**Task to complete:** Please recast the entries below as a numbered list with no blank lines, starting at the line that contains "In this exercise you will locate the boy's" and stopping after the line that contains "<point>378,241</point>". Leave the pictures out of your answer.

___ Information shown ___

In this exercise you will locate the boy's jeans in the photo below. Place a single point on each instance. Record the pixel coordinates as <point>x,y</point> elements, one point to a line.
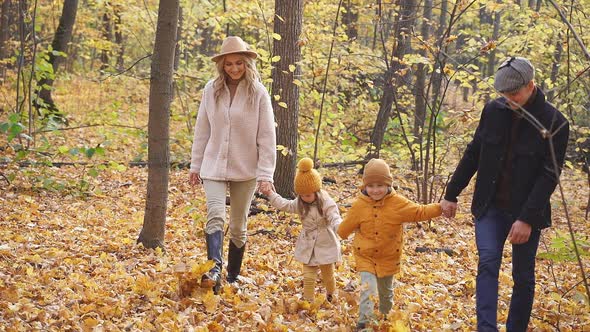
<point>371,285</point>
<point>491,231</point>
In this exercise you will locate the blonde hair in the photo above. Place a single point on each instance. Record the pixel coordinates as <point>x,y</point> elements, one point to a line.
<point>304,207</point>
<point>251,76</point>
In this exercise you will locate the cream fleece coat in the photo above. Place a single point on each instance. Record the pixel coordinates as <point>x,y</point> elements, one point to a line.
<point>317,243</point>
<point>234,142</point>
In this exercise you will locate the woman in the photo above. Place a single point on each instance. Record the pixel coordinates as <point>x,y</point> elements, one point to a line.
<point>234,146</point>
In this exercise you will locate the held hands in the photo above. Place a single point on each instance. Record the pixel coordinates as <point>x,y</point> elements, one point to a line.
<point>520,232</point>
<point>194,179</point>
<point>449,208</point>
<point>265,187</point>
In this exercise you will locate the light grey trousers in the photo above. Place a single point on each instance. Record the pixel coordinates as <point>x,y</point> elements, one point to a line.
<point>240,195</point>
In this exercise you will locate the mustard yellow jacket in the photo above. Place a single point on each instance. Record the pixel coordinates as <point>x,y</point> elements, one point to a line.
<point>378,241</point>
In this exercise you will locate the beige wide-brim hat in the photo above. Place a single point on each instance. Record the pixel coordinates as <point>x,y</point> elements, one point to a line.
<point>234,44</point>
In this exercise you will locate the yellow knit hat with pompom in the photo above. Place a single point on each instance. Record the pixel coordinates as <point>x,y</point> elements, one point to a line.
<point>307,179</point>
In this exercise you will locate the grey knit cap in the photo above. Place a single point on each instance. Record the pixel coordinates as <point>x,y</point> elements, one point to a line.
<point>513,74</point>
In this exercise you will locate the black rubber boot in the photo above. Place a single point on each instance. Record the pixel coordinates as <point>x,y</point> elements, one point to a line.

___
___ Information shown ___

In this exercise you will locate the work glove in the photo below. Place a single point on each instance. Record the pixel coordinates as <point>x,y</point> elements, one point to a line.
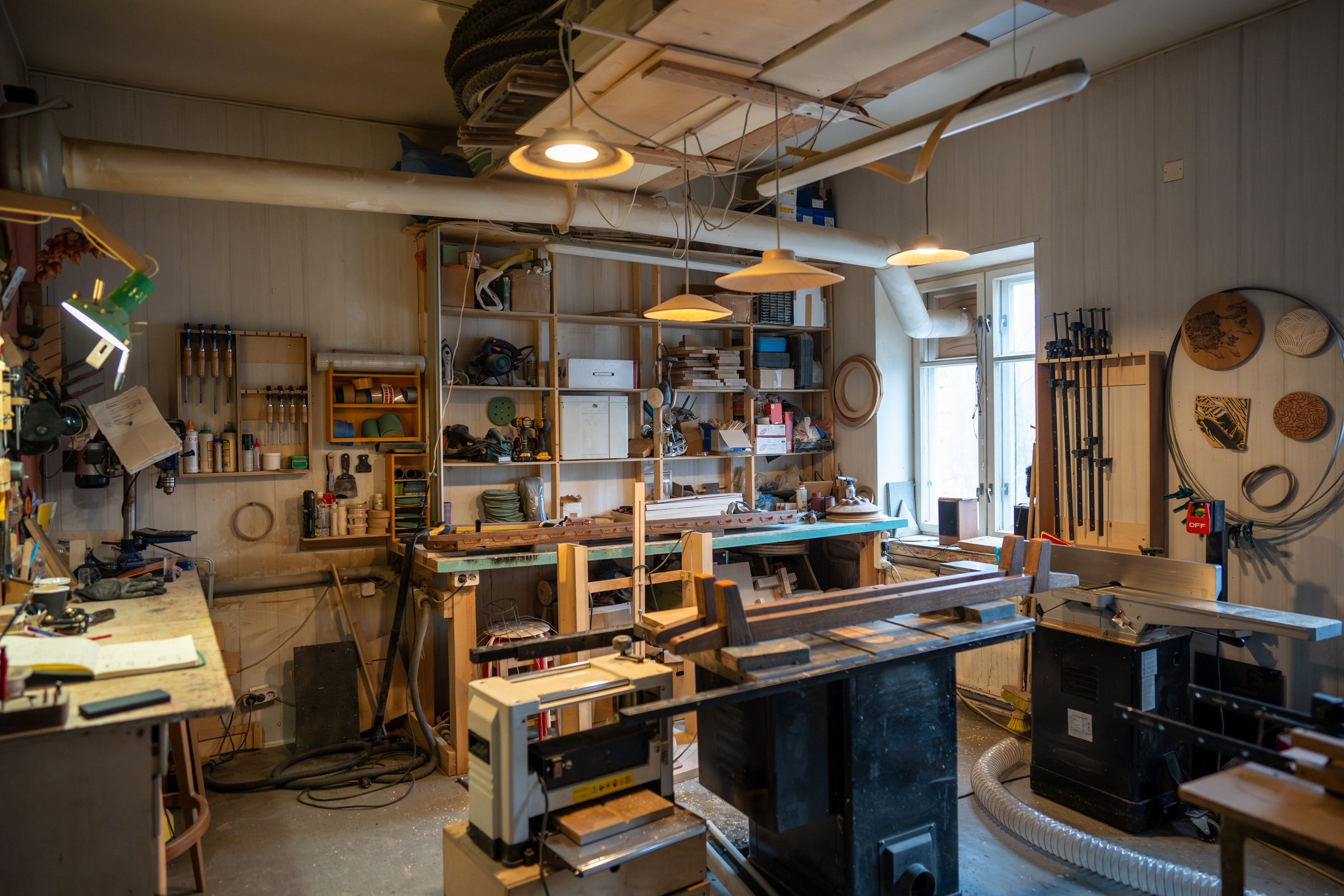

___

**Full output:**
1. In this exercise you will locate the boy's jeans in the photo below. Place a single point on each instance. Record the pixel coordinates as <point>x,y</point> elements, one point to a line.
2. <point>371,285</point>
3. <point>491,231</point>
4. In this exercise you will locate the blonde hair in the photo above. Place a single point on each instance. Record the pixel coordinates as <point>x,y</point> elements, one point to a line.
5. <point>304,207</point>
6. <point>251,76</point>
7. In this exercise you will locate the cream fleece coat in the photo above. Place a single point on each instance. Record the pixel coordinates as <point>x,y</point> elements, one point to a line.
8. <point>317,243</point>
9. <point>234,142</point>
10. In this exercise you will locate the woman in the photo above. Place a single point on each instance. Record the pixel coordinates as <point>x,y</point> elements, one point to a line.
11. <point>234,146</point>
12. In this exercise you will locate the held hands in the photo above. Place a single point on each instance. Record the pixel coordinates as <point>x,y</point> elements, one point to a line.
13. <point>520,232</point>
14. <point>194,179</point>
15. <point>449,208</point>
16. <point>265,187</point>
17. In this exercise you will locate the light grey trousers in the photo above. Place a single point on each instance. Record the pixel coordinates as <point>x,y</point> elements, one point to a line.
18. <point>240,195</point>
19. In this exercise you will locate the mustard yellow jacket in the photo above. Place a single point on each instance. Record the pixel coordinates as <point>x,y</point> elements, one point to a line.
20. <point>378,241</point>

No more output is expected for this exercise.